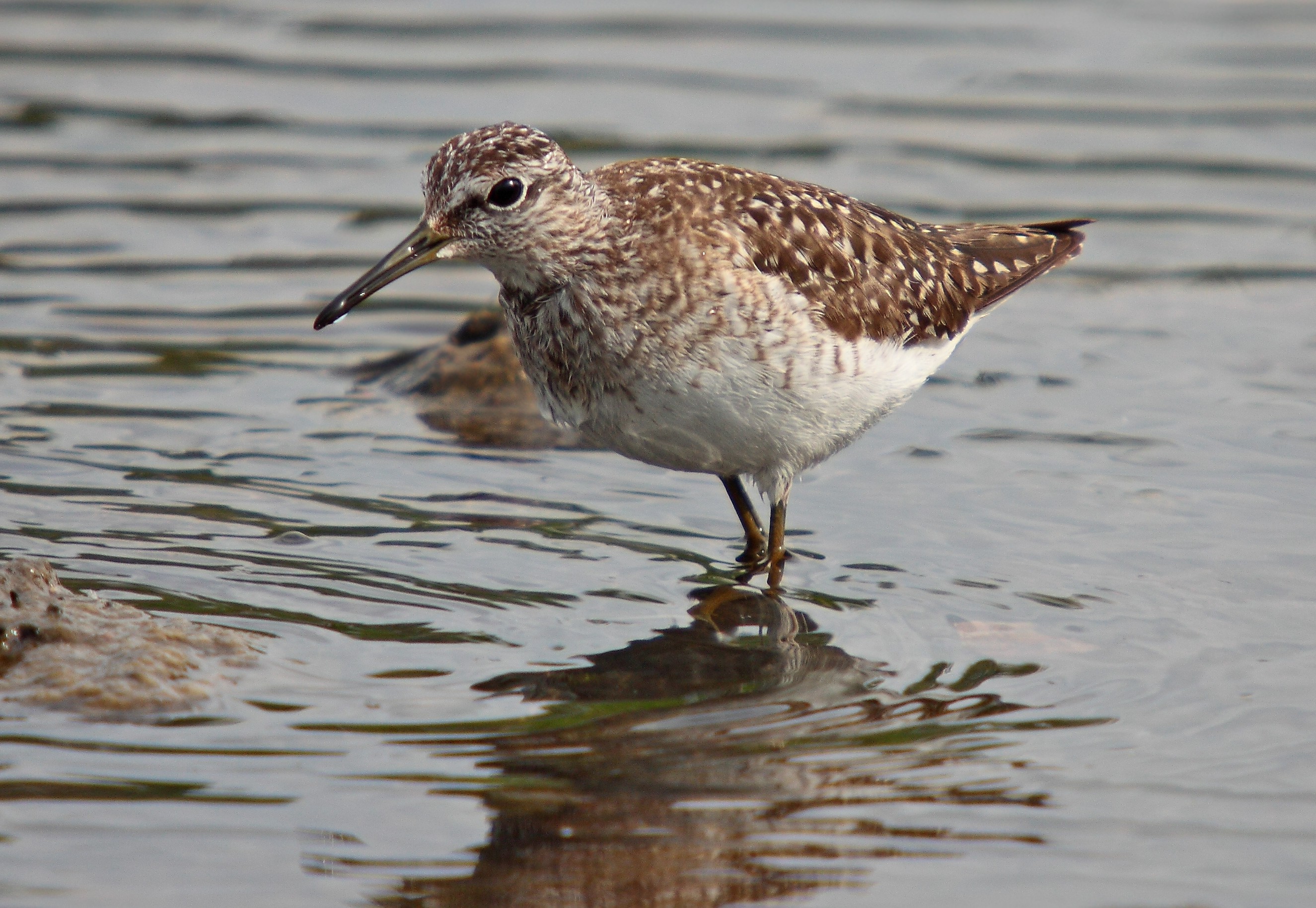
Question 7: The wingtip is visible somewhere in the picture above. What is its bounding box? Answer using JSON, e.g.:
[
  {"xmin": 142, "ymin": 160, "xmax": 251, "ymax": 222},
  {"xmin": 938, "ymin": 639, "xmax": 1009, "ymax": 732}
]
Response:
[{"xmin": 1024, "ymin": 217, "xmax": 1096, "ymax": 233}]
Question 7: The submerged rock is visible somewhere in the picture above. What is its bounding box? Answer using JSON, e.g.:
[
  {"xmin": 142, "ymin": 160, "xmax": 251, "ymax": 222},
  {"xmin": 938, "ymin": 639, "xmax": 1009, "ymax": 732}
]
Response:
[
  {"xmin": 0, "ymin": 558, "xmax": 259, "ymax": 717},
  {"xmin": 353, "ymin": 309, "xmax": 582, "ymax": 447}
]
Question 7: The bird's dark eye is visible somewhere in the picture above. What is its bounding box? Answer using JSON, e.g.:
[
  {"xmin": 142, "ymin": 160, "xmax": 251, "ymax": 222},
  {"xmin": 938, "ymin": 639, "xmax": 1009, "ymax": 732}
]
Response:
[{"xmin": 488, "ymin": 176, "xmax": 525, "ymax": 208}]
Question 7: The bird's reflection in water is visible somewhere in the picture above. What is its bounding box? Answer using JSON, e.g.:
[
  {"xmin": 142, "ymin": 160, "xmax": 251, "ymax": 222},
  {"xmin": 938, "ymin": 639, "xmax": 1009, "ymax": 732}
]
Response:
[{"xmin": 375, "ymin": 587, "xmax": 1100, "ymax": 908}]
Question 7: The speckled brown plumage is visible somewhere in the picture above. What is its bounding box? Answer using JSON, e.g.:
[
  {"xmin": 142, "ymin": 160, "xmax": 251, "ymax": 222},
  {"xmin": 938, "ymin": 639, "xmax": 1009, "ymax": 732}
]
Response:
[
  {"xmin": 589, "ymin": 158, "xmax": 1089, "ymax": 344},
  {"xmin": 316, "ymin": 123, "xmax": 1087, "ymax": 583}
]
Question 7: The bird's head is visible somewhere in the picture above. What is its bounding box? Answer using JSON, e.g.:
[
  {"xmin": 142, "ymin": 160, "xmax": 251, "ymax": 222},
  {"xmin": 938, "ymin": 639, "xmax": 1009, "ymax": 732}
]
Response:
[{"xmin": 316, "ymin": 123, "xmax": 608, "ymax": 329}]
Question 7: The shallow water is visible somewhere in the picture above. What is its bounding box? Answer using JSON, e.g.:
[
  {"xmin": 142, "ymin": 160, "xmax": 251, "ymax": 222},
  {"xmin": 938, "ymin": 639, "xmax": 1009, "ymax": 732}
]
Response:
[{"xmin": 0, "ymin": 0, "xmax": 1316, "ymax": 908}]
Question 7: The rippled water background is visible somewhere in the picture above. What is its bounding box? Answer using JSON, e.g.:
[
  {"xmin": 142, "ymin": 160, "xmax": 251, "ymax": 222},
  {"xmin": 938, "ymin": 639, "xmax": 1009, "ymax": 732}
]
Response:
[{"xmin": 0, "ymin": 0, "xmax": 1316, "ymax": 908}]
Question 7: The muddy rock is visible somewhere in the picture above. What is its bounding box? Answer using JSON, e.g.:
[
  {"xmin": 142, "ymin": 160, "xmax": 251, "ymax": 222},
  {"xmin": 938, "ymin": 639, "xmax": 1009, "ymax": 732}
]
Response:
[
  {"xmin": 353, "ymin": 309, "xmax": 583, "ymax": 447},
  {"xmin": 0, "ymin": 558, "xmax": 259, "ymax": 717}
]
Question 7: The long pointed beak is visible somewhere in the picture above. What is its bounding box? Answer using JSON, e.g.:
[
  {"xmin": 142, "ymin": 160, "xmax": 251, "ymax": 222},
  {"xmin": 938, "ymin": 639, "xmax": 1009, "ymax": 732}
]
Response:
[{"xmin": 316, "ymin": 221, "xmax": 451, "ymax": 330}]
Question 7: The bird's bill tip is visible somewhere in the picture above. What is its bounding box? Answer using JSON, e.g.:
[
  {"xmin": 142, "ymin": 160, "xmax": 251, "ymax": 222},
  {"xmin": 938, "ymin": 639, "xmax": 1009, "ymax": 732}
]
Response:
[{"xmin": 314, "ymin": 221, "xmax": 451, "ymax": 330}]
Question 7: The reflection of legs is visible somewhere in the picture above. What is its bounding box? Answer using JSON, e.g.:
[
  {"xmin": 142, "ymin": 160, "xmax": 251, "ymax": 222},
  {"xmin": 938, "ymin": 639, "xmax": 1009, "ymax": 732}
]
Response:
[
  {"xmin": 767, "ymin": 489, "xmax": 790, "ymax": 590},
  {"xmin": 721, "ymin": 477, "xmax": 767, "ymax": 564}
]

Request: In the listing above, find the line containing "Question 7: The bird's bill" and please quote exactly that line through the last one, and no other lines.

Final result:
Question 7: The bird's bill tip is visible somewhere in the picture above. What is its bounding box? Answer using JSON, e.g.:
[
  {"xmin": 142, "ymin": 160, "xmax": 251, "ymax": 222},
  {"xmin": 938, "ymin": 639, "xmax": 1009, "ymax": 732}
]
Response:
[{"xmin": 314, "ymin": 221, "xmax": 451, "ymax": 330}]
Question 7: The reflection of legs is visible somewhere in the picture above. What is its bounding box? Answer using JSON, e.g.:
[
  {"xmin": 142, "ymin": 160, "xmax": 251, "ymax": 222},
  {"xmin": 938, "ymin": 639, "xmax": 1009, "ymax": 732}
]
Response:
[
  {"xmin": 767, "ymin": 489, "xmax": 790, "ymax": 590},
  {"xmin": 721, "ymin": 477, "xmax": 767, "ymax": 564}
]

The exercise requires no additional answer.